Provided material:
☆ ☆ ☆ ☆ ☆ ☆ ☆

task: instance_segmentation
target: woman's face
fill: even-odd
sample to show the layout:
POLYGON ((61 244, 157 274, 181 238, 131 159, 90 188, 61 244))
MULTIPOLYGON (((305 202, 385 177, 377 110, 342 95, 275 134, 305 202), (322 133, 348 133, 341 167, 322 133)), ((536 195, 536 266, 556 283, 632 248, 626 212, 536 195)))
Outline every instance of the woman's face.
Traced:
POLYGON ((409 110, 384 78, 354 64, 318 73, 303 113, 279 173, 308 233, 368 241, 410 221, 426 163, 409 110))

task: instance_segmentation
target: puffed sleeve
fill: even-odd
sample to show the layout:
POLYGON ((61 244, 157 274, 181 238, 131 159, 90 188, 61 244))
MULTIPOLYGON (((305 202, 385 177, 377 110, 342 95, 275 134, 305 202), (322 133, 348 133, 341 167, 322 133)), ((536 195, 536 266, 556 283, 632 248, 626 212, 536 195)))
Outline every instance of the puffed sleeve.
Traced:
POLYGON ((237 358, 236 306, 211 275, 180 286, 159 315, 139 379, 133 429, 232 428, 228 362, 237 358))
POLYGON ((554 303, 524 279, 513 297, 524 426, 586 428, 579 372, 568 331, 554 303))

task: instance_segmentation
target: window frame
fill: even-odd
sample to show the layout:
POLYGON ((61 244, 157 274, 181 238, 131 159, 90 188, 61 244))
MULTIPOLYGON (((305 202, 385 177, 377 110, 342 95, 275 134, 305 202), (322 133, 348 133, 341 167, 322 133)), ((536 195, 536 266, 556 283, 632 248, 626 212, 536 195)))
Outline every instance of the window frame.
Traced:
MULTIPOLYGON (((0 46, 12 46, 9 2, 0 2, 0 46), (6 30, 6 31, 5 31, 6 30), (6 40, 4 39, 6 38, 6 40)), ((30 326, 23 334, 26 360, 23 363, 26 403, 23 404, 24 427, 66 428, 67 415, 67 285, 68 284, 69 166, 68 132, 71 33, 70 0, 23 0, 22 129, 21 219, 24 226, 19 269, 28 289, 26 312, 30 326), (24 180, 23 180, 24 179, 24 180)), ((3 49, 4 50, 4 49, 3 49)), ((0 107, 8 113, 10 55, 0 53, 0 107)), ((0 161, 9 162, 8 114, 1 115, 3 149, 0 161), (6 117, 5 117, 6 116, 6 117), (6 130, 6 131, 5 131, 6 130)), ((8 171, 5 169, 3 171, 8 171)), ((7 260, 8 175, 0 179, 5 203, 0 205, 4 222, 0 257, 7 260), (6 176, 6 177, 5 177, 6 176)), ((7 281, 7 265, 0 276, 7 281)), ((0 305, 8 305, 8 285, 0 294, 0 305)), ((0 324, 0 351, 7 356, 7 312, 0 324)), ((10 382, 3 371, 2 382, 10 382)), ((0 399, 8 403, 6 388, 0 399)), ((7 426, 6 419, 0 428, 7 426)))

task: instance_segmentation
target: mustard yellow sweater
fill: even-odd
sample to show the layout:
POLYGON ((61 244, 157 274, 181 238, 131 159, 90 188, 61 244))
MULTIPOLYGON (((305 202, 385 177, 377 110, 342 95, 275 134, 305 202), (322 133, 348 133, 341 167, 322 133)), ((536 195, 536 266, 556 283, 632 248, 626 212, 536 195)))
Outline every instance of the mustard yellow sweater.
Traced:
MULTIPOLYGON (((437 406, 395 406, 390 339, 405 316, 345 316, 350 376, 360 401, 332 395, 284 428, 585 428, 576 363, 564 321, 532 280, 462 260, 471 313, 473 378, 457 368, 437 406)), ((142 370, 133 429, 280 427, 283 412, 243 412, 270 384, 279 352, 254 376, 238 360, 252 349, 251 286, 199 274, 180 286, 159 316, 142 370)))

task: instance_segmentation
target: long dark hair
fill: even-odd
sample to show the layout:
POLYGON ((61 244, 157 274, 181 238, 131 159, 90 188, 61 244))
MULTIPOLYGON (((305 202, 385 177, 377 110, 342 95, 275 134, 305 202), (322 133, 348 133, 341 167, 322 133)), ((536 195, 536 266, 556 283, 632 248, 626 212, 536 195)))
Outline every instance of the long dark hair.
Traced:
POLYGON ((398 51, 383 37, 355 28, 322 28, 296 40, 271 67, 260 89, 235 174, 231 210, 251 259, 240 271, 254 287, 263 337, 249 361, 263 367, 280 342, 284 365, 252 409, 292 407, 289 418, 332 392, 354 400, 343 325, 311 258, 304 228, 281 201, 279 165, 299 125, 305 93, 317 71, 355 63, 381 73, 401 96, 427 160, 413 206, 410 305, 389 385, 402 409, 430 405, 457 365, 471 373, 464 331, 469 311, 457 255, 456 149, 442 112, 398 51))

☆ ☆ ☆ ☆ ☆ ☆ ☆

Instructions for the task: Render every line of the records above as a JSON array of strings, with one string per line and blank lines omitted.

In response:
[
  "task: instance_segmentation",
  "target: woman's face",
  "fill: even-odd",
  "sample to show the layout:",
  "POLYGON ((61 244, 157 274, 181 238, 131 159, 90 188, 61 244))",
  "MULTIPOLYGON (((305 202, 385 177, 377 110, 342 95, 275 134, 305 202), (322 133, 348 133, 341 167, 322 133)), ((536 195, 536 266, 556 283, 632 248, 626 212, 536 195)))",
  "Outline every instance of the woman's face.",
  "Traced:",
  "POLYGON ((409 110, 384 78, 354 64, 318 73, 303 113, 279 173, 308 233, 368 241, 410 221, 426 163, 409 110))",
  "task: instance_segmentation",
  "target: puffed sleeve",
  "fill: even-odd",
  "sample to show the layout:",
  "POLYGON ((61 244, 157 274, 181 238, 131 159, 90 188, 61 244))",
  "MULTIPOLYGON (((305 202, 385 177, 377 110, 342 95, 275 134, 305 202), (322 133, 348 133, 341 167, 322 133)), ((536 195, 536 266, 556 283, 632 248, 626 212, 536 195)))",
  "Outline every instance of the puffed sleeve.",
  "Traced:",
  "POLYGON ((237 358, 236 306, 211 275, 180 286, 159 315, 139 379, 133 429, 232 428, 228 362, 237 358))",
  "POLYGON ((554 303, 524 279, 513 297, 524 426, 586 428, 579 372, 568 331, 554 303))",
  "task: instance_segmentation",
  "target: window frame",
  "fill: even-odd",
  "sample to show the layout:",
  "POLYGON ((61 244, 157 274, 181 238, 131 159, 90 188, 61 244))",
  "MULTIPOLYGON (((305 202, 385 177, 377 110, 342 95, 275 134, 305 202), (322 133, 348 133, 341 167, 322 133)), ((536 195, 536 266, 556 283, 632 248, 626 212, 536 195)))",
  "Outline every instance of the window frame.",
  "Traced:",
  "MULTIPOLYGON (((0 46, 12 46, 9 2, 0 2, 0 46), (6 30, 6 31, 5 31, 6 30), (6 40, 4 39, 6 38, 6 40)), ((30 326, 23 334, 26 360, 23 363, 26 403, 23 404, 24 427, 66 428, 67 415, 67 285, 68 284, 69 166, 68 132, 71 33, 70 0, 23 0, 22 129, 21 219, 24 226, 19 269, 28 289, 26 312, 30 326), (24 180, 23 180, 24 179, 24 180)), ((3 49, 4 50, 4 49, 3 49)), ((0 107, 8 113, 10 55, 0 53, 0 107)), ((0 161, 9 162, 8 114, 1 115, 3 149, 0 161), (6 117, 5 117, 6 116, 6 117), (6 130, 6 131, 5 131, 6 130)), ((8 171, 5 169, 3 171, 8 171)), ((7 260, 8 175, 0 179, 5 203, 0 205, 4 222, 0 257, 7 260), (6 176, 6 177, 5 177, 6 176)), ((7 281, 7 265, 0 276, 7 281)), ((0 305, 8 305, 8 285, 0 294, 0 305)), ((0 324, 0 351, 7 356, 7 312, 0 324)), ((10 382, 3 371, 2 382, 10 382)), ((0 399, 8 403, 6 388, 0 399)), ((7 426, 6 419, 0 428, 7 426)))",
  "task: instance_segmentation",
  "target: mustard yellow sweater",
  "fill: even-odd",
  "sample to show the layout:",
  "POLYGON ((61 244, 157 274, 181 238, 131 159, 90 188, 61 244))",
  "MULTIPOLYGON (((305 202, 385 177, 377 110, 342 95, 275 134, 305 202), (322 133, 348 133, 341 167, 322 133)), ((536 195, 536 266, 556 283, 632 248, 626 212, 536 195)))",
  "Outline every instance of the mustard yellow sweater.",
  "Traced:",
  "MULTIPOLYGON (((437 406, 395 406, 390 339, 405 316, 345 316, 350 376, 360 401, 332 395, 284 428, 585 428, 576 363, 564 321, 532 280, 462 260, 471 313, 473 378, 457 368, 437 406)), ((142 370, 133 429, 280 427, 283 412, 243 412, 270 384, 279 352, 254 376, 238 360, 252 349, 251 286, 199 274, 180 286, 159 316, 142 370)))",
  "task: instance_segmentation",
  "target: long dark hair",
  "fill: even-odd",
  "sample to show the layout:",
  "POLYGON ((61 244, 157 274, 181 238, 131 159, 90 188, 61 244))",
  "MULTIPOLYGON (((305 202, 385 177, 377 110, 342 95, 275 134, 305 202), (322 133, 348 133, 341 167, 322 133)), ((536 195, 536 266, 556 283, 632 248, 626 212, 536 195)))",
  "Outline every instance of the long dark hair.",
  "Traced:",
  "POLYGON ((398 51, 383 37, 355 28, 322 28, 296 40, 271 67, 260 89, 235 174, 231 210, 251 259, 240 271, 254 287, 263 337, 249 361, 263 367, 280 342, 284 365, 252 409, 292 407, 289 418, 332 392, 354 400, 343 325, 311 258, 304 228, 281 201, 279 165, 299 125, 305 93, 317 71, 355 63, 381 73, 401 96, 427 160, 413 206, 410 305, 389 385, 402 409, 430 405, 457 365, 471 373, 464 331, 469 311, 457 255, 456 149, 442 112, 398 51))"
]